Nutanix purposefully avoided a dependence upon on vCenter in order to utilize a scale-out Prism management pane that is integrated into the platform. While a second browser tab may need to be opened when managing vSphere, this is inconsequential, especially when compared to benefits such as automated scaling, fail-over, self-healing, less licensing, less hardware, and so on.

DeepStorage also makes the following statement around the OPEX of the Pure/Cisco product:

As a worst case we estimate the organization deploying the Cisco/Pure solution would have to spend one person-day installing and configuring UCS Manager and perhaps as much as an hour per server per year.

Over the 3 year useful life of the proposed systems that’s 8 hours for installation and thirty-three hours of additional upgrade effort a total of forty-one hours or $20,500 at the premium

This statement has oversimplified real world OPEX in order to try and avoid discussing the major advantages Nutanix has over even what I described as the best AFA on the market. I put it to DeepStorage that no Managed Service Provider would manage the proposed or a similar solution for anywhere near that amount and that many sysadmins would be out of a job if this was even close to the truth.

With one server per each RU, the Cisco/Pure Storage solution would use at least 32RU plus the space for the storage. With Nutanix, the 32 nodes (4 per 2RU), would use just 16RU including the storage. So we’re comparing a half rack for Nutanix versus at least one full rack for Pure/Cisco. Now there’s an easily quantifiable and significant OPEX saving which is not mentioned in the DeepStorage report.

Data listing:
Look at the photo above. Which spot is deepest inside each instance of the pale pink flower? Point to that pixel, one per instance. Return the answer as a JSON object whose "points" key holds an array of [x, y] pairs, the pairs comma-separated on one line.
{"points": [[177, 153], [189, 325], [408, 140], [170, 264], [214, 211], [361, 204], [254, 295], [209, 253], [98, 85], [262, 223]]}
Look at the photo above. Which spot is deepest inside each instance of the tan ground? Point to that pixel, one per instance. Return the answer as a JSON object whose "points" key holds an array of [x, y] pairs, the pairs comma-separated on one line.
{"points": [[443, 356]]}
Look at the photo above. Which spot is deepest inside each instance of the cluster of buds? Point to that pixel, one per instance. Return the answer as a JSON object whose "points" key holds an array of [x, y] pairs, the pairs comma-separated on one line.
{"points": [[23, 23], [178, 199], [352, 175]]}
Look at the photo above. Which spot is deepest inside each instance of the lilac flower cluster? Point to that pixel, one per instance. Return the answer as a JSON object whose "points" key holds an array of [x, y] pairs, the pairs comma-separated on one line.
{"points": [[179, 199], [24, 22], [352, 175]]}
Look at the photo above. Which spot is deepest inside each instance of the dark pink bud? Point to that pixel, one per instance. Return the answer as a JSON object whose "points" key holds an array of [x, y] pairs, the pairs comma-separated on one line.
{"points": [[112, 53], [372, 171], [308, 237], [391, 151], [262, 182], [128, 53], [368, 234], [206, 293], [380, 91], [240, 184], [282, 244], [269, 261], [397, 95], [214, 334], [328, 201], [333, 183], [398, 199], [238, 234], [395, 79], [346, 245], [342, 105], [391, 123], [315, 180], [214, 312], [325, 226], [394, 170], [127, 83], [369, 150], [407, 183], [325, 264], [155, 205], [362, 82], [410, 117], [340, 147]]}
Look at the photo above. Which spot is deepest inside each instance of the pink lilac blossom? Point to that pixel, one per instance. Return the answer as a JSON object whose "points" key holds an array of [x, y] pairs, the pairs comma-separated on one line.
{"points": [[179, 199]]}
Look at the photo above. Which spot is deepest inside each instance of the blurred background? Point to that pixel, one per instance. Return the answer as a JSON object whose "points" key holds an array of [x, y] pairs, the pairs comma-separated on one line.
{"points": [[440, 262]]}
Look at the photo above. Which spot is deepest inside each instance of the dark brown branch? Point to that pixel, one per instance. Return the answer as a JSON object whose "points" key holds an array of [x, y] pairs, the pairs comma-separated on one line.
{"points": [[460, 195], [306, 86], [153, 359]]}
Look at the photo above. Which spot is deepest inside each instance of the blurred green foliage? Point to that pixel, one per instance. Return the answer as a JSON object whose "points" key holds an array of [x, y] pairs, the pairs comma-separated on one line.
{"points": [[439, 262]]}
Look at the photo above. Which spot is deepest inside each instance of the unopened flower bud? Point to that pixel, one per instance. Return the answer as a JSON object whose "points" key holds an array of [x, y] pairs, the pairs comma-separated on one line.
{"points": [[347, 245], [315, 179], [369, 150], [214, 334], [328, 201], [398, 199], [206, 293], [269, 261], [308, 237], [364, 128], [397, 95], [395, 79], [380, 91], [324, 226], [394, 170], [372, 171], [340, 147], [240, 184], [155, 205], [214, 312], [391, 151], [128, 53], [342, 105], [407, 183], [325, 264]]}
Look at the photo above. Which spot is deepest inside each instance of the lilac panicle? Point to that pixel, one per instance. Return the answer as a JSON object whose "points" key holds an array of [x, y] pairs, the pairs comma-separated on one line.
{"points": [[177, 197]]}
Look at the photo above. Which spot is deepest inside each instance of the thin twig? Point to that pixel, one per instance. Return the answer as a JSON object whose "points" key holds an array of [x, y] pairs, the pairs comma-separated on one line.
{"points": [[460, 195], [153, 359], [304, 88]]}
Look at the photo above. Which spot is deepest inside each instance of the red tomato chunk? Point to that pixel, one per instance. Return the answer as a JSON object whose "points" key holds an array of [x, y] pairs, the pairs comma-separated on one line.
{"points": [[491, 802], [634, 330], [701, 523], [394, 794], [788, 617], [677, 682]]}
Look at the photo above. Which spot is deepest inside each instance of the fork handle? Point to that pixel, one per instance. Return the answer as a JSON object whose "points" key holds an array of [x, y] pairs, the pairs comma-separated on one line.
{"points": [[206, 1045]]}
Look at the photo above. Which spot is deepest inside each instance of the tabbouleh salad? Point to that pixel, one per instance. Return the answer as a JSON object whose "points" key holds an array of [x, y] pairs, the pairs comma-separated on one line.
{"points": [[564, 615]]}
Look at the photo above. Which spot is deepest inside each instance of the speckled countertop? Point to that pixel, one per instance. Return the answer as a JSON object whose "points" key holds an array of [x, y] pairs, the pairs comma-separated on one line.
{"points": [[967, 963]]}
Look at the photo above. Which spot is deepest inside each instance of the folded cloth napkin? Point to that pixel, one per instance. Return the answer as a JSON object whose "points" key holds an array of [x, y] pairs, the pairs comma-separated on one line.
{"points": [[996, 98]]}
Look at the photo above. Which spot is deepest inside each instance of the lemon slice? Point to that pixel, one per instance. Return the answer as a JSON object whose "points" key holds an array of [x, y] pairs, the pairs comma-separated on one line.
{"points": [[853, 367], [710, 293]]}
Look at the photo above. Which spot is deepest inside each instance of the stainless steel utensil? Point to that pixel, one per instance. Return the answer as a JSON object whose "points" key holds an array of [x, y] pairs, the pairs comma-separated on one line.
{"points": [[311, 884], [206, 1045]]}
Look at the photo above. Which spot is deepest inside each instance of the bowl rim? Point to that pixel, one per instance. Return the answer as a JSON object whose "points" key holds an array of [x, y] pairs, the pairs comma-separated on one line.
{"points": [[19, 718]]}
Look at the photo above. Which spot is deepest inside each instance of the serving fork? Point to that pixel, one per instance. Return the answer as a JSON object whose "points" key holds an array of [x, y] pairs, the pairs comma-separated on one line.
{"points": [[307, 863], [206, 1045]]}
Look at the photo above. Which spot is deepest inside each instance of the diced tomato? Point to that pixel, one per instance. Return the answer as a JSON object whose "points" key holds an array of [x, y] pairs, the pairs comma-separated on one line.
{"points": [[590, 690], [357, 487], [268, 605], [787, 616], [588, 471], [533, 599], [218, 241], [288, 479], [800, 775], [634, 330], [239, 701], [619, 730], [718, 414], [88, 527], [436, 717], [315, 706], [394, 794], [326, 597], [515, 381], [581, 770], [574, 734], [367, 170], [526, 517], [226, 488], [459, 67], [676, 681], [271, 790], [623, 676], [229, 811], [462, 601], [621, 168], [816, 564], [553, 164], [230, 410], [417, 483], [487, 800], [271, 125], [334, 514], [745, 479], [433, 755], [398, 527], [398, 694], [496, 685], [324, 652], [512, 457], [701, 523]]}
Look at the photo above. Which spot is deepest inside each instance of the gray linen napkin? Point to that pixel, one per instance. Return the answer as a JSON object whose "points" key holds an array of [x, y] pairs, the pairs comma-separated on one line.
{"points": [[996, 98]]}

Jobs:
A - In the passage comparing Nutanix with the Cisco/Pure Storage solution, how much rack space would the 32 Nutanix nodes use, including the storage?
B - Write a continuation of the passage comparing Nutanix with the Cisco/Pure Storage solution, picking up right after its final sentence.

Responses:
A - 16RU

B -
The power requirements for the Nutanix solution have also been incorrectly calculated. On Page 14 of the report, DeepStorage writes:

“Our choice of the Nutanix four-node, 2U block gave Nutanix a big advantage in density at two servers per rack unit. The Cisco C220s alone take up twice as much rack space, and the FlashArray will take up another 4-12U depending on the number of SSD shelves.The Nutanix website shows 1150W as typical consumption for the NX-3060 nodes in our comparison, while the Pure site shows a FlashArray//M50 we use in our larger configurations as using 650-1280W. Cisco’s UCS Power Calculator configured like the ones in our model use 515W at 75% utilization.”

The DeepStorage error is in calculating 1150W per NX-3060-G5 node when the official power figures stated are per block. In this example, the NX-3460-G5 supports 4 nodes per block. If we divide the 1150W per block number by the number of nodes in a block, 4, we get a typical consumption of 287.50W per node. So the Cisco servers alone use 79.13% per node more power than the Nutanix solution not to mention the additional power requirements for the Pure Storage platform.

The below is an updated graph reflecting the correct power usage for Nutanix while maintaining the numbers DeepStorage claimed for the Cisco platform being 515W per server.

NutanixVsFlashStack

The DeepStorage report has reached the conclusion below as a result of the incorrect power calculations:

“Our calculations show the FlashStack solution uses significantly less power than the Nutanix cluster. While hyperconverged systems can be more space efficient than conventional systems, they’re not necessarily more power efficient.”

Substituting the correct figures clearly shows that Nutanix uses significantly less power than the FlashStack solution and that Nutanix is also more space efficient.

At a high level, these findings are in line with what I’ve seen in the field which are typically around the 2x savings in both datacenter space and power reduction when compared to “converged infrastructure.” As Steve Kaplan puts it, “The only thing converged in converged infrastructure is the purchase order.”

Back to focusing on the cost comparison, DeepStorage claims:

“the cost of the two systems are generally within 10% of each other.”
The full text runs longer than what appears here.